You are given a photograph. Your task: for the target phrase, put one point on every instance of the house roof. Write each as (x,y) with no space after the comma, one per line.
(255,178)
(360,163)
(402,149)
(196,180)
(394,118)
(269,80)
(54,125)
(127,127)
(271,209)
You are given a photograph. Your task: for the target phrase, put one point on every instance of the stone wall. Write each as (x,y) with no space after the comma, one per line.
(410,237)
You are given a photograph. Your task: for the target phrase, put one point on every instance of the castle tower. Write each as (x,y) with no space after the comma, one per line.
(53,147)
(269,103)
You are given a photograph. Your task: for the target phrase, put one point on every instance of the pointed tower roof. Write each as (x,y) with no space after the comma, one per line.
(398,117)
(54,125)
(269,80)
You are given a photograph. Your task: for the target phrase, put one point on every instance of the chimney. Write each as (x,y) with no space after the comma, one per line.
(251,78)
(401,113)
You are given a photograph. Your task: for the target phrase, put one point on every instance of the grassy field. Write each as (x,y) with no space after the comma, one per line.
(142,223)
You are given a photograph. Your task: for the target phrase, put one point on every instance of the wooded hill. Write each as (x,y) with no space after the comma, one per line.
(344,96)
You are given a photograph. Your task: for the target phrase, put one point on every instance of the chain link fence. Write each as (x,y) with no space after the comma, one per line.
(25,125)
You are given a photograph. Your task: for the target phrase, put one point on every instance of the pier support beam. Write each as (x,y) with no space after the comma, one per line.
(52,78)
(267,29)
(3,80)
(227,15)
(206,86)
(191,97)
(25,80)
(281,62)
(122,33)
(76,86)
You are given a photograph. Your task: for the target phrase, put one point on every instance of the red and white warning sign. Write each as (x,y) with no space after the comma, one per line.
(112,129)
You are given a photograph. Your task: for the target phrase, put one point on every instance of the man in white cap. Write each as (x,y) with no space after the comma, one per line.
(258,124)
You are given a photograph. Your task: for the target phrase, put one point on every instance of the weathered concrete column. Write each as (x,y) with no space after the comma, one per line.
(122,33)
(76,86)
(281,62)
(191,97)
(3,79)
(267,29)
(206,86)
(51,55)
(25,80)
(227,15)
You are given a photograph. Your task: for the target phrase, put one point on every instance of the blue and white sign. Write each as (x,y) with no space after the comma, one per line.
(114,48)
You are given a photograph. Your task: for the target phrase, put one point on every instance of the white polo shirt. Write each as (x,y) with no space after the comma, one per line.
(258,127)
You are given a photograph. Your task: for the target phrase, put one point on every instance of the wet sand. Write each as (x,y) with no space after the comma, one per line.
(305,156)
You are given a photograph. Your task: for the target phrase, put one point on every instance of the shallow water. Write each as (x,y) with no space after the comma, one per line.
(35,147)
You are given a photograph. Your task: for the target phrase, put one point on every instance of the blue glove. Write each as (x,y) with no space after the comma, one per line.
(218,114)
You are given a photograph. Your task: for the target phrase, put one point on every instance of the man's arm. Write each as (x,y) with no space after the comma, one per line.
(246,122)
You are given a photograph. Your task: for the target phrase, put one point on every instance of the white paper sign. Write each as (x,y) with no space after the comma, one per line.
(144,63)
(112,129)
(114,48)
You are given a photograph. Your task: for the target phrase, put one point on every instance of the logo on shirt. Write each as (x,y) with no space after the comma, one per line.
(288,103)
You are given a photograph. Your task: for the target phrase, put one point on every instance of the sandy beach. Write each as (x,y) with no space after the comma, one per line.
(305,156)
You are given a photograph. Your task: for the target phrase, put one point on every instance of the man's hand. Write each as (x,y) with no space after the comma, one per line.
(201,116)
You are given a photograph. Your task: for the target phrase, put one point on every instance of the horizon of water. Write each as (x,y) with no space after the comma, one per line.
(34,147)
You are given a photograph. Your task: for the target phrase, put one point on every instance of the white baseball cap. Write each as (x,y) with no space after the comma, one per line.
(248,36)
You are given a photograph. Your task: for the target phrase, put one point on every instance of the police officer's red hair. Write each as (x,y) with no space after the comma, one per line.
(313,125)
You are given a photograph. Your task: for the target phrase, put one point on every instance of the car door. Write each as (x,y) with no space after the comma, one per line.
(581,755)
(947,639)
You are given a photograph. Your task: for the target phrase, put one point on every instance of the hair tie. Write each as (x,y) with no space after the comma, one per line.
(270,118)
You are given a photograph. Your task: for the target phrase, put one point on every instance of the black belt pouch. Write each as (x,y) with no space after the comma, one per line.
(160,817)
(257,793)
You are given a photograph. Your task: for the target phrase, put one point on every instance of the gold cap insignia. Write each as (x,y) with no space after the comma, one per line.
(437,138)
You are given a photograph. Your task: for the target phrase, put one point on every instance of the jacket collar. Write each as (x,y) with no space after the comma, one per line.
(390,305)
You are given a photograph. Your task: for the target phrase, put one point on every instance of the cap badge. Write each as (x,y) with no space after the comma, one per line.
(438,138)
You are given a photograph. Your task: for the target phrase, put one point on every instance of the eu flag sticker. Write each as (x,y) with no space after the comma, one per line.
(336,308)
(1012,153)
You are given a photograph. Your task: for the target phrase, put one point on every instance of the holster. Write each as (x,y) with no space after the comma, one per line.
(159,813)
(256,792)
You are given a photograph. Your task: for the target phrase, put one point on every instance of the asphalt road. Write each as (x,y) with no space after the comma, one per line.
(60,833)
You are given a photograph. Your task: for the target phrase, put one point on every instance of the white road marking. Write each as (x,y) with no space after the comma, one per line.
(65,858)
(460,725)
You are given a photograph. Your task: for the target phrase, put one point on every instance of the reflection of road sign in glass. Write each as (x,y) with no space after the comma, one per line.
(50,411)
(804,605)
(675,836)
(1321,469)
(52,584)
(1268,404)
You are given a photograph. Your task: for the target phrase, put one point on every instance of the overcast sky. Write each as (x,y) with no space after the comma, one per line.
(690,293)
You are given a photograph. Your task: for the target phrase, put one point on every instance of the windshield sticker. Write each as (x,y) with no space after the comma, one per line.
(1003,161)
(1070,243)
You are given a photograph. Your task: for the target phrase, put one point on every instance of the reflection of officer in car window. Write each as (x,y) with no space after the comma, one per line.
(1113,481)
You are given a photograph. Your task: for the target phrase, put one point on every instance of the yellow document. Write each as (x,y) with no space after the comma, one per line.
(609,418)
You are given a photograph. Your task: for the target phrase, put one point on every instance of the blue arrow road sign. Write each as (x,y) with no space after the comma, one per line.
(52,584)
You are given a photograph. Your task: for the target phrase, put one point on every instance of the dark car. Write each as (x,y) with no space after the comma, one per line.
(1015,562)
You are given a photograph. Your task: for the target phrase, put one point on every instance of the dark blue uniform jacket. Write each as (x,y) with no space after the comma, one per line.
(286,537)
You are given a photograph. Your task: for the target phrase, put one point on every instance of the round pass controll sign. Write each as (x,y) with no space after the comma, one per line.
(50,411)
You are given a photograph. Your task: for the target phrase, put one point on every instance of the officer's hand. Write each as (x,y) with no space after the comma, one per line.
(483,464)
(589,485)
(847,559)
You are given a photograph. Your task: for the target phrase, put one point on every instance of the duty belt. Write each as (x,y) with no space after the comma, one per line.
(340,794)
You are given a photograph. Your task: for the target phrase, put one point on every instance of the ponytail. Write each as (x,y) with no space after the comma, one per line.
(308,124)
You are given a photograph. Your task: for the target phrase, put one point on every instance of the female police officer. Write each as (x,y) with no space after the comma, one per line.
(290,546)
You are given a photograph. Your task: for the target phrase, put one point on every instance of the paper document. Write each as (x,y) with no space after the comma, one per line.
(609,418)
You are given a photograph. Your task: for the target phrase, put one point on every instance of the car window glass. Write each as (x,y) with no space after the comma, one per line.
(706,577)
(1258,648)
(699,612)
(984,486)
● ● ● ● ● ● ●
SET TASK | Can you rewrite the records from the line containing "of the officer's" down to their final line, that line included, with each request unchanged and every coordinate in the answers offset by adding 60?

THE OUTPUT |
You are given a photograph. Your task: for the target phrase, put one point on every instance of the officer's hand. Write each as (x,y) with no space after the comma, one per line.
(543,524)
(649,545)
(907,619)
You are given a photograph. Your task: for the target phrase, put one point on every instance of the duty belt. Write each as (x,y) with no space after the comma, one per line.
(400,854)
You are given a photograph. Your task: for the target phrase, put one point on every instance of the ponytail. Write each as (x,y) with no space after the comma, one per line.
(368,184)
You are given a photograph. Your task: for the target phrase, put one point on every instance of the female police officer. Write each as (x,y) with no space after the comma, one per line.
(350,606)
You are given a photograph. Your task: for the target phrase, put one point on every instance of the paper document. Write each as (x,y) with no space after the comma, one per line.
(669,478)
You are given a photograph. Your task: for the target phrase, put one point on every instance of the car window glass. Write each as (x,y) with no space after the comma, one per line.
(766,637)
(1318,708)
(759,672)
(1044,546)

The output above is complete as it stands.